■ Document excerpt:
Illinois Supreme Court Ruling Does Not Absolve Philip Morris And Shows Need for Congress to Curb Tobacco Industry’s Deceptive Practices

Statement of William V. Corr Executive Director, Campaign for Tobacco-Free Kids

Dec. 15 2005

Washington, DC — Basing its ruling on state law, a divided Illinois Supreme Court today overturned a lower court verdict ordering Philip Morris to pay $10.1 billion in damages for defrauding consumers by marketing “light” cigarettes as less hazardous. While disappointing, this ruling does not absolve Philip Morris of the deceptive marketing of light cigarettes and the devastating consequences for public health. As the Court majority itself stated, “Our resolution of the present case is in no way an expression of approval of PMUSA’s alleged conduct.” In fact, the Court majority indicated agreement with one of the primary claims made against Philip Morris, finding that “many smokers of Lights likely inhaled just as much tar as they would have had they remained smokers of regular cigarettes.” In other words, the Court acknowledged that Philip Morris’ marketing was deceptive, but it held that the effects could not be addressed under state law. There is nothing in today’s ruling that challenges the conclusions of public health authorities, including the National Cancer Institute, and of the trial court judge in this case that the tobacco companies for decades have deceived consumers and deterred smokers from quitting by marketing “light” cigarettes as less hazardous despite knowing from their own research that this was not the case.

Because it was based on an interpretation of specific language in an Illinois state law, this ruling does not apply to approximately two dozen “light” cigarette lawsuits pending in other state and federal courts and therefore is far from the last word regarding litigation over the deceptive marketing of “light” cigarettes. Several of these lawsuits have been certified as class-action cases, including by the Massachusetts Supreme Court.

The Illinois Supreme Court based its decision on a section of the Illinois Consumer Fraud Act that exempts conduct “specifically authorized by laws administered by any regulatory body or officer acting under statutory authority of this State or the United States.” The majority opinion states, “We have resolved the present case entirely on the basis of state law by construing and applying an exemption clause in state statute. We do not address PMUSA’s arguments that this action is expressly or impliedly preempted by federal law.”

Nevertheless, the court majority did conclude that the Federal Trade Commission “had specifically authorized tobacco companies to characterize their products as “light” or “low tar and nicotine.” We share the views of the dissenting justices in this case that this conclusion is incorrect. The FTC has never issued any regulation or agency statement authorizing the use of these terms.

■ Exercise 1: Edit the statement on the Illinois ruling, starting with "Because it was" and going on through "Massachusetts Supreme Court.", replacing "approximately" with "roughly".
■ Exercise 2: According to the statement on the Illinois ruling, how much had the lower court ordered Philip Morris to pay in damages?

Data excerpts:
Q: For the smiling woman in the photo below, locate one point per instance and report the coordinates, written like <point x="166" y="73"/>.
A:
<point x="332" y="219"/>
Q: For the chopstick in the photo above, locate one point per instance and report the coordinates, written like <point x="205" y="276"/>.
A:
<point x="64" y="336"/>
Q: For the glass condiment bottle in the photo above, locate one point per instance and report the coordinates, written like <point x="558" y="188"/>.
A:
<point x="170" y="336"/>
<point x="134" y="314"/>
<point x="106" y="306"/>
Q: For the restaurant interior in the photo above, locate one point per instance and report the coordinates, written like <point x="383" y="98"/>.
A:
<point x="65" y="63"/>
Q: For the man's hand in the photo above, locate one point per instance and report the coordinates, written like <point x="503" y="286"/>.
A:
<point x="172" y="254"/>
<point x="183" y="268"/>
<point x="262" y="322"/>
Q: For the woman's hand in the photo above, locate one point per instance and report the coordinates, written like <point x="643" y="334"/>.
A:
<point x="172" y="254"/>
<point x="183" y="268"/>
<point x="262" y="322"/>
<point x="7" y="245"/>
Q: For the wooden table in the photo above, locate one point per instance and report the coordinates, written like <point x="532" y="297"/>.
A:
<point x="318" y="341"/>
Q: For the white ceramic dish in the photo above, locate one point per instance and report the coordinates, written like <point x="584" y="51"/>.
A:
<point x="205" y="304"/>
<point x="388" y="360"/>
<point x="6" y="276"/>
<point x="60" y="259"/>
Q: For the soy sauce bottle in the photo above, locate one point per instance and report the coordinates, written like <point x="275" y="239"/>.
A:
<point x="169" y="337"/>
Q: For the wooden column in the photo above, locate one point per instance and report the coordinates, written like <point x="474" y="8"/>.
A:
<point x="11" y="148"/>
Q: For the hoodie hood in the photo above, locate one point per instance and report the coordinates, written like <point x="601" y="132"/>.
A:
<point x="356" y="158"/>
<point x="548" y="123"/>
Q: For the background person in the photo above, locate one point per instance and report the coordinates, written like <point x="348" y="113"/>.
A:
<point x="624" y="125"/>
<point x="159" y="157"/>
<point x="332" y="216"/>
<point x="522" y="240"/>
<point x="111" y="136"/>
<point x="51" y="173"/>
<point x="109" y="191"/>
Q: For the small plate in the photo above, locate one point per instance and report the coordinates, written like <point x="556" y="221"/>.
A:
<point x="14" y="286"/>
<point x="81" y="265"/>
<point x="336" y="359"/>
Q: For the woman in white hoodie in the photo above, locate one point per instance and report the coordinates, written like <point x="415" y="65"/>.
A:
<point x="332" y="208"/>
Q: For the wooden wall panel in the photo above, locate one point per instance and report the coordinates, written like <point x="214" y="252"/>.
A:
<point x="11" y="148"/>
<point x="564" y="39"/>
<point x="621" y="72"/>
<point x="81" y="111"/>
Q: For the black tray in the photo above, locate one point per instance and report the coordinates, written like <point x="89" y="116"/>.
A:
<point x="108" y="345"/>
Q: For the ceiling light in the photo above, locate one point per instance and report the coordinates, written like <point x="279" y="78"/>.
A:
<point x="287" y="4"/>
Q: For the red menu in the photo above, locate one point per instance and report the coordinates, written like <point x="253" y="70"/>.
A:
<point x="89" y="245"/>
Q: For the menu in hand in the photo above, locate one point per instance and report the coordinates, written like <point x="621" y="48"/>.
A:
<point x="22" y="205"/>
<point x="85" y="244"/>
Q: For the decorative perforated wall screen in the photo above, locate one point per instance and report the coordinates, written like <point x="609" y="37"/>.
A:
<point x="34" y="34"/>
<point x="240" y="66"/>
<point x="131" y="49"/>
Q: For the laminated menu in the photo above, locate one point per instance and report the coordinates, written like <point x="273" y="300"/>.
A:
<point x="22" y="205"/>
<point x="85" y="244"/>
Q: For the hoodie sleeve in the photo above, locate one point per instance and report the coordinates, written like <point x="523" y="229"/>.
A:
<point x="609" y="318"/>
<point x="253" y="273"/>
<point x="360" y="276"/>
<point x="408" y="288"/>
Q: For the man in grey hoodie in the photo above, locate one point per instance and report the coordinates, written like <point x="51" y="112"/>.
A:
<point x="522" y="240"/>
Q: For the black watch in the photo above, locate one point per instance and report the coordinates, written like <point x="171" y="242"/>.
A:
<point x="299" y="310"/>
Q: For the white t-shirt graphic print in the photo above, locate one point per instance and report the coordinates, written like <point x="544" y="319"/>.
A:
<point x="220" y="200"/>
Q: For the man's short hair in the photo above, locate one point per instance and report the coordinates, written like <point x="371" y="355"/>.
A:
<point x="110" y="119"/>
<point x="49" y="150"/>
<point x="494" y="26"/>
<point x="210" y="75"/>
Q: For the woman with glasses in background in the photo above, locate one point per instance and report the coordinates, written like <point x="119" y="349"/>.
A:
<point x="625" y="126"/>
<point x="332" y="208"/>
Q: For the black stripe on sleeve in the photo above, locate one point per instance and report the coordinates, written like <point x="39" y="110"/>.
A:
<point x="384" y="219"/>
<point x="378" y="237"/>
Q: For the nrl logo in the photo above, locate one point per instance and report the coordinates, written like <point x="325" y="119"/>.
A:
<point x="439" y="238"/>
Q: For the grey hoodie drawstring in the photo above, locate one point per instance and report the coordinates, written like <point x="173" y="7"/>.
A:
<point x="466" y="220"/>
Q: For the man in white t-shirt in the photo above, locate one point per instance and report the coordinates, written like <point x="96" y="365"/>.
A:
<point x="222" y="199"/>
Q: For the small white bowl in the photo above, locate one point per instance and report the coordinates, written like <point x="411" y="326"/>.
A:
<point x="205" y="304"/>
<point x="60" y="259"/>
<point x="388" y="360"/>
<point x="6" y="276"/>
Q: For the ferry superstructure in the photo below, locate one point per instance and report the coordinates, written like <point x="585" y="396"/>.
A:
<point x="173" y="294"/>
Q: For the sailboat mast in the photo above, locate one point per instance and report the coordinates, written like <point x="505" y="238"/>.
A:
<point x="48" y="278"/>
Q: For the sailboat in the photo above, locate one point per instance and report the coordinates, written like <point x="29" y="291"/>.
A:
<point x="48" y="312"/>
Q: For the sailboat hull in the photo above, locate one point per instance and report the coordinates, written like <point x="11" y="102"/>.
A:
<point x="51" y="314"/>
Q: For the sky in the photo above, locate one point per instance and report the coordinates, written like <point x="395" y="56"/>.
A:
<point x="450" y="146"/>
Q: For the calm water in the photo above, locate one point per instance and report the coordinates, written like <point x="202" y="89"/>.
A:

■ Task result 1:
Because it was based on an interpretation of specific language in an Illinois state law, this ruling does not apply to roughly two dozen “light” cigarette lawsuits pending in other state and federal courts and therefore is far from the last word regarding litigation over the deceptive marketing of “light” cigarettes. Several of these lawsuits have been certified as class-action cases, including by the Massachusetts Supreme Court.

■ Task result 2: $10.1 billion